WHAT YOU WILL DO:
Omit the pictures from the entries below and retype everything else exactly.

EXERCISE DATA:
:::::

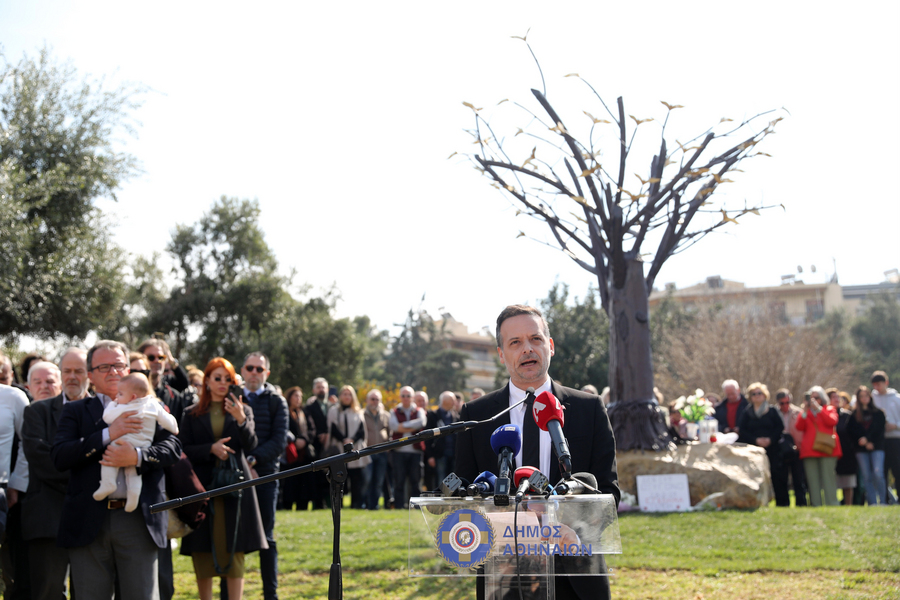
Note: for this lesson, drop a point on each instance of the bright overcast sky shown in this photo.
(339, 119)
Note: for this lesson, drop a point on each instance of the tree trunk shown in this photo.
(637, 420)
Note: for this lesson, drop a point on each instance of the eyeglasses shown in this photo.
(120, 367)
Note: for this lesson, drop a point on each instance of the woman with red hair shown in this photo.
(220, 425)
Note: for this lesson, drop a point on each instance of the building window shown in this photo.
(815, 310)
(778, 311)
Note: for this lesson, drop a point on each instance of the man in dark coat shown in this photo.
(525, 348)
(43, 504)
(270, 413)
(105, 542)
(316, 418)
(729, 413)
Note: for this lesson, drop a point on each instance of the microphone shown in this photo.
(505, 441)
(529, 478)
(453, 485)
(484, 484)
(549, 416)
(580, 483)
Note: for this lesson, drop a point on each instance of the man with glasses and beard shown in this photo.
(43, 504)
(105, 542)
(270, 412)
(316, 418)
(792, 463)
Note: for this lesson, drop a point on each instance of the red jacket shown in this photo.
(824, 422)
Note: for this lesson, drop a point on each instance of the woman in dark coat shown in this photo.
(218, 426)
(846, 467)
(866, 429)
(299, 452)
(761, 426)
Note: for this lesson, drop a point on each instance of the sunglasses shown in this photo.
(121, 368)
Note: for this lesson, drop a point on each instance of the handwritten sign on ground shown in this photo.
(663, 493)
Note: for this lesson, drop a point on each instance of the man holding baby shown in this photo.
(103, 538)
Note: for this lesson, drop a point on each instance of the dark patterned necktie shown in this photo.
(531, 437)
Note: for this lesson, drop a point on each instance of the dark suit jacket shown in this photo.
(593, 448)
(78, 448)
(42, 505)
(586, 428)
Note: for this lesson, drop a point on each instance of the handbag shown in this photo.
(227, 472)
(824, 443)
(181, 481)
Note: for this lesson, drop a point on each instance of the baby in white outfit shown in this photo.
(134, 395)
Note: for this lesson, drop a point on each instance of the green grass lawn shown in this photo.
(836, 552)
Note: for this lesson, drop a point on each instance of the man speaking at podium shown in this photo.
(525, 348)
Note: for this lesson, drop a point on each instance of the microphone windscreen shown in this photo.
(586, 477)
(547, 408)
(507, 436)
(488, 477)
(522, 473)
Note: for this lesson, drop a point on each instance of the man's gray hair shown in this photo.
(728, 382)
(43, 364)
(514, 310)
(258, 354)
(106, 345)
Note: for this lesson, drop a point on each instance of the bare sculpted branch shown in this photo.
(604, 210)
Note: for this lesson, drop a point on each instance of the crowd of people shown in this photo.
(827, 442)
(85, 450)
(82, 459)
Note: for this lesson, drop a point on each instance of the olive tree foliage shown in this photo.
(420, 356)
(59, 274)
(228, 286)
(610, 216)
(229, 299)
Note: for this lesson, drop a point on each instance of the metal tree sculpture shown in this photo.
(604, 227)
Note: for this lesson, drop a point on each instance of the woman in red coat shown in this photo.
(819, 416)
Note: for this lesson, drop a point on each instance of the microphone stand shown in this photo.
(337, 472)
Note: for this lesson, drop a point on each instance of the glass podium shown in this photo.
(509, 548)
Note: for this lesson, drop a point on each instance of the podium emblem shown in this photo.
(465, 538)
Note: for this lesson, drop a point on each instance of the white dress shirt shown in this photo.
(517, 417)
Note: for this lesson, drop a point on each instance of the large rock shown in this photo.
(740, 471)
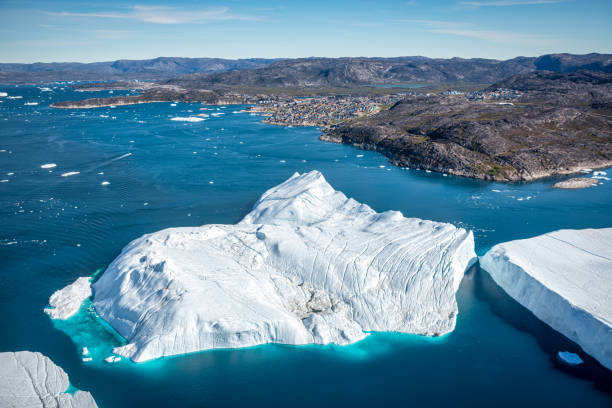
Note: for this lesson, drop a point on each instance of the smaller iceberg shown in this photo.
(565, 279)
(30, 379)
(187, 119)
(67, 301)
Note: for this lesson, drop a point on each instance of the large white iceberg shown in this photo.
(306, 265)
(32, 380)
(565, 279)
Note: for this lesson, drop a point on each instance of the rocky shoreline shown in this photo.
(561, 130)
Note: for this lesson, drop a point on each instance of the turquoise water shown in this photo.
(55, 229)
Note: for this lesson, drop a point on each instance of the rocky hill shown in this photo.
(561, 123)
(161, 68)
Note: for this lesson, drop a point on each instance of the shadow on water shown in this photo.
(549, 340)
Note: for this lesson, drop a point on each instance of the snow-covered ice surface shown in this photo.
(306, 265)
(32, 380)
(67, 301)
(565, 279)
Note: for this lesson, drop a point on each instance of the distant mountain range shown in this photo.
(198, 73)
(348, 72)
(151, 69)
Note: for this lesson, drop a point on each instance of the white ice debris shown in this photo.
(306, 265)
(187, 119)
(112, 359)
(32, 380)
(67, 301)
(565, 279)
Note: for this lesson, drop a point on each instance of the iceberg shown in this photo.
(67, 301)
(187, 119)
(565, 279)
(30, 379)
(306, 265)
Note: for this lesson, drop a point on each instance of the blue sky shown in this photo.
(86, 31)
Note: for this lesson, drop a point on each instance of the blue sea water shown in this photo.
(164, 173)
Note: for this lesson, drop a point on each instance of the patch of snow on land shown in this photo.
(306, 265)
(563, 278)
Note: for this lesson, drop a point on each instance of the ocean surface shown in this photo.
(161, 173)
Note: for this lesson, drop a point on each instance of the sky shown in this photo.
(106, 30)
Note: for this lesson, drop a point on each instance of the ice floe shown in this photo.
(306, 265)
(564, 278)
(30, 379)
(187, 119)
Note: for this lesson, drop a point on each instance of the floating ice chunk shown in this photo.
(563, 278)
(112, 359)
(67, 301)
(568, 358)
(306, 265)
(187, 119)
(30, 379)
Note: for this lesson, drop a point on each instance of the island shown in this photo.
(306, 265)
(564, 278)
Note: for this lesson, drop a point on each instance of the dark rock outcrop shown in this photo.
(561, 124)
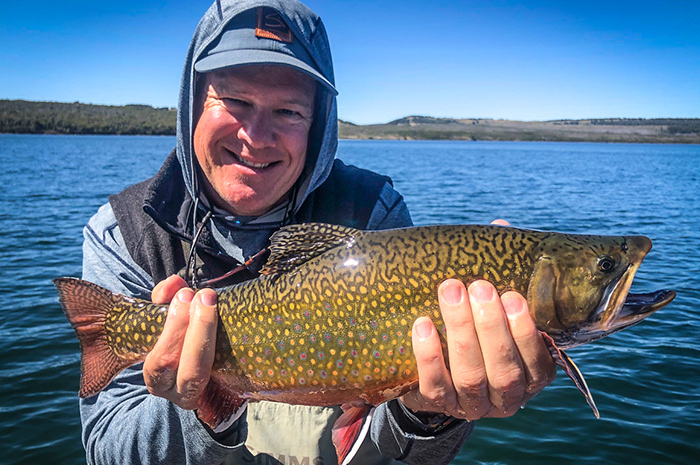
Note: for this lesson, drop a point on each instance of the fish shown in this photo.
(328, 322)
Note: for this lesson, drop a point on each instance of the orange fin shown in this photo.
(572, 370)
(217, 404)
(350, 430)
(86, 306)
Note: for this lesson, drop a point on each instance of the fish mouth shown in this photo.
(618, 310)
(639, 306)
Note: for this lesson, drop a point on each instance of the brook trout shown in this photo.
(329, 321)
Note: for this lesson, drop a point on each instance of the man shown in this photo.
(257, 134)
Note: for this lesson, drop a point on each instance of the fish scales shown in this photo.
(343, 320)
(330, 320)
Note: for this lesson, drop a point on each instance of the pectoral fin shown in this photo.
(349, 430)
(572, 370)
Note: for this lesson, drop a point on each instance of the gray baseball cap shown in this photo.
(260, 36)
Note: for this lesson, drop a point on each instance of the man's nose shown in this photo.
(258, 131)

:::::

TASK OUTPUT:
Note: for this lesson, drop a point on each instance of the bright overcast sky shown in this photo.
(339, 119)
Note: for this lesson, drop a point on each instance of the tree trunk shown in this photo.
(637, 420)
Note: for this lesson, drop a point on each instance of the eyeglasses shown in this photo.
(120, 367)
Note: for this lesson, drop a point on each instance of the woman with red hair shown in this photo.
(220, 425)
Note: for this lesson, drop a point on each instance of the building window shown in this photo.
(815, 310)
(778, 311)
Note: for this lesson, drop a point on each instance of the man in dark coat shown in this photo.
(525, 348)
(43, 504)
(270, 413)
(105, 542)
(316, 418)
(729, 413)
Note: for this lesson, drop a point on each instance of the microphone shown in this photo.
(505, 441)
(529, 478)
(453, 485)
(484, 484)
(549, 416)
(580, 483)
Note: for this lesson, drop a point on each instance of the man with glasses and beard shown in this photo.
(43, 504)
(105, 542)
(270, 412)
(316, 418)
(792, 463)
Note: for this lesson, drop a point on each instance of the red jacket shown in this photo.
(824, 422)
Note: for this lesson, drop a point on each instance of the woman in dark coat shown in this photo.
(218, 426)
(846, 467)
(866, 429)
(299, 452)
(761, 426)
Note: for this lesson, drop a point on each instance of the sunglasses shown in this photo.
(121, 368)
Note: for this lesson, drop a point on each instance of the handwritten sign on ground shown in this photo.
(663, 493)
Note: for this lesson, drop a point on each instance of the man holding baby shown in this photo.
(103, 538)
Note: for this lesson, drop a point on each instance of the dark patterned necktie shown in this photo.
(531, 437)
Note: for this lesson, drop a point on each instance of the dark suit jacket shown in this photo.
(593, 448)
(78, 448)
(42, 505)
(586, 428)
Note: for this lesson, drop a point on each instance of the handbag shown in this photo.
(227, 472)
(824, 443)
(181, 481)
Note: for this lesson, drop a point on each instance of the baby in white outfit shown in this photo.
(134, 395)
Note: for this lesson, drop a point on each instance of the green grass lawn shown in this photo.
(836, 552)
Note: for this lesson, drop a point on each instance of the man speaking at podium shown in this photo.
(525, 348)
Note: for this lesson, drop a point on each instance of the microphone windscreen shown in this photo.
(586, 477)
(547, 408)
(507, 436)
(488, 477)
(522, 473)
Note: for this lesson, drop a point on each instance of the man's gray hair shown in this photo.
(728, 382)
(43, 364)
(514, 310)
(258, 354)
(106, 345)
Note: for this lesson, drop a point on each instance of the bare sculpted branch shown in this photo.
(604, 210)
Note: for this lesson, drop a point on each instance of the crowd of people shown in this photo.
(827, 442)
(85, 450)
(82, 459)
Note: for this lesson, drop a point on each instance of the olive tree foliage shown in this photo.
(420, 356)
(59, 274)
(228, 286)
(610, 216)
(229, 299)
Note: for this lesson, drop a point on each instance of the metal tree sculpture shown in this photo.
(604, 227)
Note: for this lesson, drop a point on each instance of the woman in red coat shown in this photo.
(819, 416)
Note: for this lesson, drop a point on each instance of the microphone stand shown in this photo.
(337, 472)
Note: for this lesson, drop a point on each instance of the glass podium shown in this photo.
(509, 548)
Note: for this lesson, drop a point on each instance of the podium emblem shown in this photo.
(465, 538)
Note: for this lesson, drop a point on each instance of the white dress shirt shown in this photo.
(517, 417)
Note: for this lesson, drop a point on each instance of the large rock shown in this photo.
(740, 471)
Note: for this lesson, drop a point on each instance of the smaller iceberg shown in this photo.
(565, 279)
(30, 379)
(187, 119)
(67, 301)
Note: for this lesson, drop a point on each instance of the large white iceberg shown in this photo.
(306, 265)
(32, 380)
(565, 279)
Note: for this lesson, drop a point on each instance of the rocky shoreline shown in this photo.
(561, 130)
Note: for this lesson, drop a point on each instance of the turquoise water shown in this photo.
(55, 229)
Note: for this lesson, drop a point on each instance of the rocky hill shown in this photo.
(561, 123)
(161, 68)
Note: for this lesson, drop a point on each instance of the shadow on water shown in this photo.
(549, 340)
Note: for this lesson, drop a point on each instance of the snow-covered ice surface shown in this photo.
(306, 265)
(32, 380)
(67, 301)
(565, 279)
Note: for this lesson, drop a point on each instance of the distant mountain range shown in this photo.
(198, 73)
(348, 72)
(151, 69)
Note: for this lesson, drop a point on each instance of the white ice debris shown in this photo.
(306, 265)
(187, 119)
(112, 359)
(32, 380)
(67, 301)
(565, 279)
Note: for this lesson, drop a point on each instance of the iceberg shown in this photo.
(67, 301)
(187, 119)
(565, 279)
(30, 379)
(306, 265)
Note: for this lesson, drop a point on each instance of the blue sky shown in this photo.
(86, 31)
Note: for this lesson, drop a point on each instance of the blue sea water shown in this photo.
(164, 173)
Note: for this lesson, drop a point on each instance of the patch of snow on land shown in this photo.
(306, 265)
(563, 278)
Note: for this lesson, drop a point on each instance of the ocean surface shown in this photo.
(161, 173)
Note: for this lesson, drop a point on each instance of the sky shown in this photo.
(106, 30)
Note: for this lesson, drop a point on each instance of the ice floe shown in this photo.
(306, 265)
(564, 278)
(30, 379)
(187, 119)
Note: for this lesson, drop a point on each instance of the floating ice chunk shown in this photo.
(563, 278)
(112, 359)
(67, 301)
(568, 358)
(306, 265)
(187, 119)
(30, 379)
Note: for this lesson, drop a point on each instance of the island shown in this photo.
(306, 265)
(564, 278)
Note: for this lesson, drop a point on each instance of the dark rock outcrop shown in this photo.
(561, 124)
Note: for this lesson, drop a point on each instance of the fish shown in this photo.
(328, 322)
Note: for this lesson, drop a point on each instance of the orange fin shown in this photo.
(572, 370)
(217, 404)
(350, 430)
(86, 306)
Note: for this lesson, drop a point on each instance of the fish mouth shown in this photo.
(618, 310)
(639, 306)
Note: for this lesson, drop a point on each instance of the brook trout shown in this photo.
(329, 321)
Note: for this lesson, drop a point on each instance of the man shown in this photo.
(257, 134)
Note: for this lesson, drop a point on each instance of the fish scales shown in this photo.
(343, 320)
(330, 320)
Note: for this lesson, drop a point on each instance of the pectoral fin shown in this photo.
(349, 430)
(572, 370)
Note: for this lesson, drop a point on each instance of the gray baseball cap shown in this photo.
(260, 36)
Note: for this lesson, drop a point on each instance of the man's nose shown in this photo.
(258, 131)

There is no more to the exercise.